AIM OF THE TASK
Transcribe every record verbatim.

EXTRACTED ENTRIES
++++++

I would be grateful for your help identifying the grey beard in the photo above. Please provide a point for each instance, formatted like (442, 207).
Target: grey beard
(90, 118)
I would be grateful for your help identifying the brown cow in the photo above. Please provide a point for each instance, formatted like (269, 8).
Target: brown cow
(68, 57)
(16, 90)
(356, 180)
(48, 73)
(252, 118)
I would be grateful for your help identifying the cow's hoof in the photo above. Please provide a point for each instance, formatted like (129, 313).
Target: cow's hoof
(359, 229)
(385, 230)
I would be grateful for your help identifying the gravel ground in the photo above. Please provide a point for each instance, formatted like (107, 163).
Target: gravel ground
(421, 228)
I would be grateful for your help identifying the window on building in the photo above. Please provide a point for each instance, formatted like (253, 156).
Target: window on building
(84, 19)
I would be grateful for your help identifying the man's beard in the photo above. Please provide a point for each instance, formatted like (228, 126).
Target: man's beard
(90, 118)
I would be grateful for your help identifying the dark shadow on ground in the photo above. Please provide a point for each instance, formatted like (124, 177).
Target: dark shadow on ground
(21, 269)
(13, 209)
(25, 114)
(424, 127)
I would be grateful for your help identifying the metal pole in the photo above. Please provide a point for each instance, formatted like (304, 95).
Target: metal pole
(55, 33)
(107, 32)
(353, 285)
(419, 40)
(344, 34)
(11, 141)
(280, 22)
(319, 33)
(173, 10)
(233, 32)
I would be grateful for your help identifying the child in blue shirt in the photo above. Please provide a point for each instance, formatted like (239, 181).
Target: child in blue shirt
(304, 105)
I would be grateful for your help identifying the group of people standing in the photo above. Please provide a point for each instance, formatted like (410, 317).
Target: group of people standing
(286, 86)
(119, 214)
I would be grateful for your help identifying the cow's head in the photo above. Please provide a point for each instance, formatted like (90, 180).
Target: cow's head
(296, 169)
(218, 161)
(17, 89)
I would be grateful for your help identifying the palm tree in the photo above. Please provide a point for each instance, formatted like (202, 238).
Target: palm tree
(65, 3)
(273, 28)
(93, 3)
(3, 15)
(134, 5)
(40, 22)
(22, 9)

++++++

EXERCISE RESULT
I would be grateful for your help identifying the grey beard in the photo above. Please provide a point for each instance, formatted like (442, 207).
Target: grey beard
(90, 118)
I would be grateful for your help identifying the brown cow in the photo above. Please provide a point for each instance, formatted like (269, 8).
Target: brown cow
(68, 57)
(16, 90)
(356, 180)
(48, 73)
(252, 118)
I would be grateful for your help identifying the cow's hoof in the photo above. Please provide a point for each instance, formatted like (129, 313).
Target: cow's hoof
(359, 229)
(385, 230)
I would be grateful for your help identifying the gravel ground in the photo above. Please provide a point for each instance, formatted like (107, 163).
Target: gravel ground
(421, 228)
I would be grateful for your help identifying the window on building in the photo above. Please provide a point for each instance, formatted like (253, 156).
Target: window on building
(84, 19)
I would be grateful for your help identifying the man's beard in the photo above. Please provide a point for each instance, formatted like (228, 126).
Target: man's beard
(90, 118)
I would be grateful for your help identifying the dark shadow on ground in the photo above. Please provide a point for each instance, formatted like (124, 177).
Target: dark shadow on ground
(21, 269)
(13, 209)
(25, 114)
(424, 127)
I would be grateful for your help identifying the metal pole in the photo above. Please provide a point for each instance, formatted like (304, 95).
Target: metal pole
(55, 33)
(107, 32)
(353, 285)
(419, 40)
(344, 34)
(11, 141)
(280, 22)
(319, 33)
(173, 10)
(233, 32)
I would be grateful for your help identifying the child in blue shirt in the photo above. Please provide a point for each instance, formatted like (239, 181).
Target: child in blue shirt
(304, 105)
I would be grateful for your help identifying the group of people standing in the photo above. Please provide a point for each instance, formatted like (410, 317).
Target: group of people standing
(286, 86)
(119, 214)
I would be grateful for your help identifying the cow's head in the photo above. Please provide a point for each instance, formatted like (90, 180).
Target: cow's head
(296, 169)
(218, 161)
(17, 89)
I would be grateful for your help identifying the palm tree in the photo above. Please provide a point for each instance, formatted like (202, 238).
Target: palm tree
(65, 3)
(273, 28)
(93, 3)
(3, 15)
(134, 5)
(40, 22)
(22, 9)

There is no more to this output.